◆ Brief
Collect from the data below each line with "stone".

◆ Provided records

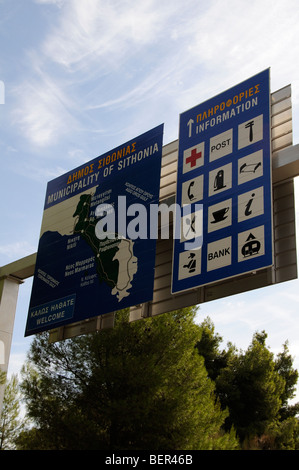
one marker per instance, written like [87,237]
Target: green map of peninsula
[104,250]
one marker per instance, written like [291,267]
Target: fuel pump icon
[219,181]
[189,192]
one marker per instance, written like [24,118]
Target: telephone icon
[190,194]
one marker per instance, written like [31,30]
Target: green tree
[140,385]
[209,348]
[284,366]
[10,422]
[251,387]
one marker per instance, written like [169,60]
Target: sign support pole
[9,289]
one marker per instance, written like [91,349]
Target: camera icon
[2,92]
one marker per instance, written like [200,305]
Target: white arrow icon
[189,124]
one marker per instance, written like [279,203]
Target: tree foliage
[10,423]
[140,385]
[255,387]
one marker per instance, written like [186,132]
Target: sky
[80,78]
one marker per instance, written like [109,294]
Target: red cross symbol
[193,157]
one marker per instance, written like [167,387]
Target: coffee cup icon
[220,215]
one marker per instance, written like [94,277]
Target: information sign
[94,254]
[224,179]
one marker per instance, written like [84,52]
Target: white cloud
[43,112]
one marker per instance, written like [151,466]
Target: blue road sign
[224,177]
[94,255]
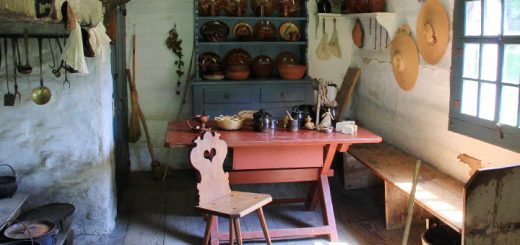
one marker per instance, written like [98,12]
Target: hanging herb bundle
[173,42]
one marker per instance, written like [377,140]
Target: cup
[274,124]
[293,125]
[201,120]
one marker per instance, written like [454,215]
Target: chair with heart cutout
[215,195]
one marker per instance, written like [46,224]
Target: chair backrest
[208,157]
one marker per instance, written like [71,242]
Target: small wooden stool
[215,195]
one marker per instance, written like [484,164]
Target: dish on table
[210,7]
[289,8]
[237,56]
[289,31]
[243,31]
[209,63]
[263,7]
[234,7]
[214,31]
[265,30]
[286,58]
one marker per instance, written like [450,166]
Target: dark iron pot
[8,184]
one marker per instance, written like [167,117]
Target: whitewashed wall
[417,121]
[156,78]
[63,151]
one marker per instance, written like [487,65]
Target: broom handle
[143,119]
[134,39]
[410,203]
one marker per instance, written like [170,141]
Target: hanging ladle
[42,94]
[27,68]
[16,92]
[9,98]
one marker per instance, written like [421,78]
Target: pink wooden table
[281,157]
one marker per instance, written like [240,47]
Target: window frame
[504,135]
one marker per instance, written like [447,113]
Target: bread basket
[234,122]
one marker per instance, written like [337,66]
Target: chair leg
[231,231]
[261,217]
[237,229]
[209,223]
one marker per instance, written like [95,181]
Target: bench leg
[396,206]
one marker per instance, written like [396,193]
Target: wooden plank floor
[155,213]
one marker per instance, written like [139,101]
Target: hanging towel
[99,40]
[73,52]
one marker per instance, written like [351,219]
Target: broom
[156,165]
[134,131]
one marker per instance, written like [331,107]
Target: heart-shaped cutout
[209,154]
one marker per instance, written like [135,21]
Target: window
[485,72]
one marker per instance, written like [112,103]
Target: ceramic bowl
[214,31]
[264,71]
[292,72]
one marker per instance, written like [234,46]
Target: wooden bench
[485,210]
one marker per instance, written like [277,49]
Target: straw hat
[404,58]
[433,27]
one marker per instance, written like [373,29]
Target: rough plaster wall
[417,121]
[156,78]
[63,151]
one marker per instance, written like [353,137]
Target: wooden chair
[215,195]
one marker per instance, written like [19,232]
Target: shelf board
[385,19]
[273,18]
[250,43]
[250,81]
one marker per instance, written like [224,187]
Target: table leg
[328,210]
[214,231]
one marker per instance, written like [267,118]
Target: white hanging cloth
[73,53]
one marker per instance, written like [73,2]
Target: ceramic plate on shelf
[289,8]
[237,56]
[243,31]
[287,58]
[289,31]
[214,31]
[263,7]
[234,7]
[265,30]
[210,7]
[209,63]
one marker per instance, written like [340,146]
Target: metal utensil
[42,94]
[27,68]
[8,98]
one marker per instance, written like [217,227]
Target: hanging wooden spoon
[323,50]
[335,49]
[42,94]
[16,92]
[27,68]
[8,98]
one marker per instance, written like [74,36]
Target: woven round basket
[229,122]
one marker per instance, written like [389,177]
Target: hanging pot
[8,184]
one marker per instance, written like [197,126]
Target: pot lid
[29,229]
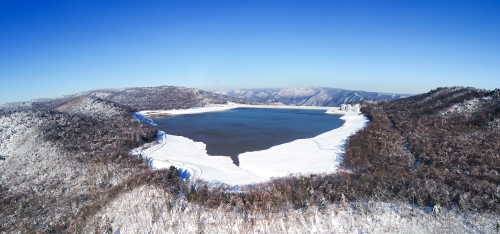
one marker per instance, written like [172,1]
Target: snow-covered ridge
[309,96]
[321,154]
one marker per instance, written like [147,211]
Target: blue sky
[52,48]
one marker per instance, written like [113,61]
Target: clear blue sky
[51,48]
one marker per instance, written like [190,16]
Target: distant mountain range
[148,98]
[310,96]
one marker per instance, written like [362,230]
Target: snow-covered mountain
[310,96]
[147,98]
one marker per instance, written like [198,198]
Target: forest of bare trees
[62,167]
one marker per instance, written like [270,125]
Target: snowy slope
[310,96]
[148,98]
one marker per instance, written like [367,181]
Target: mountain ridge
[308,96]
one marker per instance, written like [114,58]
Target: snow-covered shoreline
[320,154]
[214,108]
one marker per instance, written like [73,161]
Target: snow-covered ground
[224,107]
[320,154]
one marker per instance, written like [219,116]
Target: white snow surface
[321,154]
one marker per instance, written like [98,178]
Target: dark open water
[240,130]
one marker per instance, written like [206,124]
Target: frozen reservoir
[239,130]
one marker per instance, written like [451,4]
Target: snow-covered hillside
[310,96]
[149,98]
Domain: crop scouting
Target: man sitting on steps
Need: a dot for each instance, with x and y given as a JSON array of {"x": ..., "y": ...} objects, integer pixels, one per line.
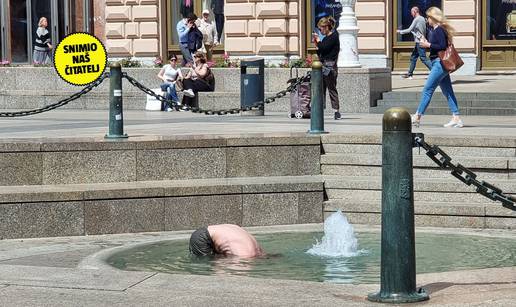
[{"x": 224, "y": 239}]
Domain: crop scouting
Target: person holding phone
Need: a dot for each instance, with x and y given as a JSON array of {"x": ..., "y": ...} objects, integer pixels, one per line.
[
  {"x": 418, "y": 29},
  {"x": 328, "y": 51}
]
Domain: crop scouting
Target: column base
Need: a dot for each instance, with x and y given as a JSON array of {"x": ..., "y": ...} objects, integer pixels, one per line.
[{"x": 399, "y": 298}]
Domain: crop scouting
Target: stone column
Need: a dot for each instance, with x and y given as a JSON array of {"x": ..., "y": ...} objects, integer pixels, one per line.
[{"x": 348, "y": 31}]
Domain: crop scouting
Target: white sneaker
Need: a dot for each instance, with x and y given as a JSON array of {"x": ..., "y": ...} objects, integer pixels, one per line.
[
  {"x": 454, "y": 124},
  {"x": 189, "y": 93}
]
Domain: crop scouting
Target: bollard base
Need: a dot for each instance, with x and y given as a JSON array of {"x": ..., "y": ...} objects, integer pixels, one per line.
[
  {"x": 116, "y": 136},
  {"x": 399, "y": 298},
  {"x": 317, "y": 132}
]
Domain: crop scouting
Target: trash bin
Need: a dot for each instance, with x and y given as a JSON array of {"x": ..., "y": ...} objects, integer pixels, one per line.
[{"x": 252, "y": 85}]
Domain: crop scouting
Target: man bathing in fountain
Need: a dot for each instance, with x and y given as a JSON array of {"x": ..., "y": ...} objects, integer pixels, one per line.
[{"x": 226, "y": 240}]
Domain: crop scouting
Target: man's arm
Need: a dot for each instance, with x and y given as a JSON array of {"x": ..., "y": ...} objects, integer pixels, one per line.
[{"x": 409, "y": 29}]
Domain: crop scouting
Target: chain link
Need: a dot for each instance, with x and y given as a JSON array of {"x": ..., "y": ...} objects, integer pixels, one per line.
[
  {"x": 58, "y": 104},
  {"x": 258, "y": 105},
  {"x": 464, "y": 174}
]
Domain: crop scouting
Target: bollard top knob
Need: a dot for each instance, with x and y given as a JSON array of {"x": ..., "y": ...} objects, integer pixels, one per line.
[
  {"x": 316, "y": 64},
  {"x": 397, "y": 119}
]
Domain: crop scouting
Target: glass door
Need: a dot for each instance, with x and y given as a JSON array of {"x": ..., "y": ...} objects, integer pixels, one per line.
[
  {"x": 498, "y": 34},
  {"x": 402, "y": 45},
  {"x": 18, "y": 20}
]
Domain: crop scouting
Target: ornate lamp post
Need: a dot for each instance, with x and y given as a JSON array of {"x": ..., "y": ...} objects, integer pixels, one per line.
[{"x": 348, "y": 31}]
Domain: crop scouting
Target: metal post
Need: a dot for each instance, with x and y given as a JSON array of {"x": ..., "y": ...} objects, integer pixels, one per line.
[
  {"x": 316, "y": 102},
  {"x": 398, "y": 262},
  {"x": 116, "y": 116}
]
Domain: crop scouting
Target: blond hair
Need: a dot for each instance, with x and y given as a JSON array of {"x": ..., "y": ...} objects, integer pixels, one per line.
[
  {"x": 438, "y": 17},
  {"x": 326, "y": 21},
  {"x": 40, "y": 22}
]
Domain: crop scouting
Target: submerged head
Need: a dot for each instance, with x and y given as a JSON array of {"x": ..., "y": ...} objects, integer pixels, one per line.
[{"x": 201, "y": 243}]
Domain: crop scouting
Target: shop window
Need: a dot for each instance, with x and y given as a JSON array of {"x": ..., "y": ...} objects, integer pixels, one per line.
[
  {"x": 501, "y": 20},
  {"x": 404, "y": 18}
]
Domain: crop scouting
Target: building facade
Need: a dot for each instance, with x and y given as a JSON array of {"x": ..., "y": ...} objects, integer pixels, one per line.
[{"x": 274, "y": 29}]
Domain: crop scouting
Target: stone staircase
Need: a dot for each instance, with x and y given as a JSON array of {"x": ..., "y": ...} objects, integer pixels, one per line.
[
  {"x": 87, "y": 186},
  {"x": 501, "y": 104},
  {"x": 351, "y": 168}
]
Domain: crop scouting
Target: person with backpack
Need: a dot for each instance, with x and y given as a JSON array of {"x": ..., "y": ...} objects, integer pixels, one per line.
[{"x": 198, "y": 79}]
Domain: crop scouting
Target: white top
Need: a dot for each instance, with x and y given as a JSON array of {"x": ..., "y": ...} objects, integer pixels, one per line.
[{"x": 170, "y": 73}]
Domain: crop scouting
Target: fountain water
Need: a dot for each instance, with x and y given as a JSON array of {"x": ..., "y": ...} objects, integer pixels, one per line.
[{"x": 339, "y": 240}]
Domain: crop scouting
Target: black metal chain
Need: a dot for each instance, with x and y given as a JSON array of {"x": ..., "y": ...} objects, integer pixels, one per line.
[
  {"x": 58, "y": 104},
  {"x": 464, "y": 174},
  {"x": 177, "y": 106}
]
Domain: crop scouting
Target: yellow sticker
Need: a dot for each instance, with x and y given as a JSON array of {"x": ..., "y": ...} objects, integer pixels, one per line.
[{"x": 80, "y": 58}]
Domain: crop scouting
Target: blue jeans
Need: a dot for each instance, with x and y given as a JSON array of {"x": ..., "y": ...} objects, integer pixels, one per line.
[
  {"x": 418, "y": 52},
  {"x": 170, "y": 89},
  {"x": 438, "y": 76}
]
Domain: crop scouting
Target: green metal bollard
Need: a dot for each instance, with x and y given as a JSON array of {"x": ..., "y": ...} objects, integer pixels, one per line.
[
  {"x": 316, "y": 103},
  {"x": 116, "y": 116},
  {"x": 398, "y": 262}
]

◆ Answer box
Target: stone column
Target: stone staircase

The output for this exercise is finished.